[Lines of data]

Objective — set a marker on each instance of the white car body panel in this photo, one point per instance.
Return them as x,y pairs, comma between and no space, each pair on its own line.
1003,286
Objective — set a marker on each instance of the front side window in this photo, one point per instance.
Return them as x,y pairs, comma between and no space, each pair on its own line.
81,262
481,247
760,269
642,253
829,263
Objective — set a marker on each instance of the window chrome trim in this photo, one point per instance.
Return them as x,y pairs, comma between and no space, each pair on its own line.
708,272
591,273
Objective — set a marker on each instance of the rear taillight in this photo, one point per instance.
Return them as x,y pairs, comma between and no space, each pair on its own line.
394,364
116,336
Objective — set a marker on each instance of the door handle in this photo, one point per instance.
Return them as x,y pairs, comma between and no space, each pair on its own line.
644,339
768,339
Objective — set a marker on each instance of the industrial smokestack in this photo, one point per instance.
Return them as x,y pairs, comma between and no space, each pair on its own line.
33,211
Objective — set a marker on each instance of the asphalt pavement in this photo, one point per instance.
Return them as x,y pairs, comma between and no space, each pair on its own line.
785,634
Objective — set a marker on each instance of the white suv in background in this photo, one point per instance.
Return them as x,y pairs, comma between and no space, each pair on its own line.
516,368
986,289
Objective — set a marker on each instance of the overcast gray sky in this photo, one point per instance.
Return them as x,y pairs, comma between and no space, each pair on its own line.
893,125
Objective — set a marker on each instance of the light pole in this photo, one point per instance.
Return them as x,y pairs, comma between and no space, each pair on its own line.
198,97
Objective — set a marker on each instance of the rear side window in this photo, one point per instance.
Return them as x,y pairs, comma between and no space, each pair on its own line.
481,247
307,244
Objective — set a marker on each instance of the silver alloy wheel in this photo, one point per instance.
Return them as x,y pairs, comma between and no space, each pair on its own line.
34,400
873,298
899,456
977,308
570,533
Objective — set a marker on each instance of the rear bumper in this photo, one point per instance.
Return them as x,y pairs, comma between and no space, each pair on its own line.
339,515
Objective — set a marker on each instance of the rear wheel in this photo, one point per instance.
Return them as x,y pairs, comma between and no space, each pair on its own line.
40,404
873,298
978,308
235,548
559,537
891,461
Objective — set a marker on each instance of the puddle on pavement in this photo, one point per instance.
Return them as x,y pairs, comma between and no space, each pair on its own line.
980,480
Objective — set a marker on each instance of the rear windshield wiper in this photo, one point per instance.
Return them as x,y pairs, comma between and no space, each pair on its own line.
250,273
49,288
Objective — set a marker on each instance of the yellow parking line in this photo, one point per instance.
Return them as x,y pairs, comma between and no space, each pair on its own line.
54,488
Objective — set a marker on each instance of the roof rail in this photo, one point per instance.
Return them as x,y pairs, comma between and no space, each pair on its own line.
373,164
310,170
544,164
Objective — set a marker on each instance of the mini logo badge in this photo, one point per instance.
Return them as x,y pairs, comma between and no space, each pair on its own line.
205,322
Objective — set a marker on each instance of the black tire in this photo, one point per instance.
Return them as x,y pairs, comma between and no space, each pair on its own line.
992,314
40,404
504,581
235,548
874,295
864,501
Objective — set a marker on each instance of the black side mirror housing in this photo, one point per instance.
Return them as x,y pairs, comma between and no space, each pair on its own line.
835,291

(Task to carry out) Return exactly the lines from the line bearing "the rear side" to the end of the records, inclusive of both; include no other lines.

(Solution to this exercise)
Objective — set a marker on each instance of the rear side window in this photo, one point per instance.
Return them as x,y pairs, comma between and no space, each pair on its own line.
481,247
307,244
Objective — set a marker on each instance of the silver alloy wheel in this photo, one point per instance.
Return them as x,y pairs, comma between and no space, each pair on its own line.
34,400
873,298
899,456
977,308
570,533
Objective — set a marker on each instance of the rear bumper in this photo, one point per instance.
Return them as x,y pairs, comma between and no space, each pair on its own line.
339,515
Objective — set a marker on each instance of the rear wheel in this photo, one point per instance.
Return them as x,y pairs, comma between and no space, each pair on its own line.
40,404
873,298
978,308
235,548
559,537
891,461
Objective — set a marker on each instance of the puddle on pavement in this photo, one point per instance.
Return them as x,y pairs, comma between and no space, each pair on its own line.
980,480
Objective — set a marker on each instance of the rear windshield wiper in this photo, one point per instance.
Return them as x,y pairs, comma between and no space, each pair on its own line.
250,273
49,288
Objective — set a marker on each instance of the yellow parking line in this photo, one point per instance.
Return them as x,y pairs, comma between and no space, each pair on its own line.
54,488
Objective — set a marker on each instance of the roof rail in this photo, one point per instance.
Return them as x,y pairs, comma between and no space, each pair on its own line.
373,164
310,170
544,164
Objective — set a marker on each instance of the mini logo badge in this photo, one point per instance.
Return them as x,y pairs, comma between and no space, each pair on its own line.
205,322
Objective — set a marker on each instance of the black tire in this photo, one point per instance.
Return them as x,y pairs, comma between and no space, each pair on its own line.
992,314
40,404
504,581
235,548
874,295
864,501
Objective — set a marker on each instance of the black side mirror housing in this photo, one point per instance.
Return them as x,y pairs, comma between and no space, each pair on its own line.
835,291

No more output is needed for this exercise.